Work to complete:
Each line of the data should be duplicated precisely.

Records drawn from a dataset
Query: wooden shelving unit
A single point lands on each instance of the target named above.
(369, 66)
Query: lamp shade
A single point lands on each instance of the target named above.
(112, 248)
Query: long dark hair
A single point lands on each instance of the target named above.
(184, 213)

Exercise response:
Query: wooden shelving unit
A single point lands on each instance of the target named above.
(369, 66)
Query: lamp shade
A single point lands on each instance of the target named above.
(112, 248)
Query: long dark hair
A single point lands on each instance of the target named above.
(184, 213)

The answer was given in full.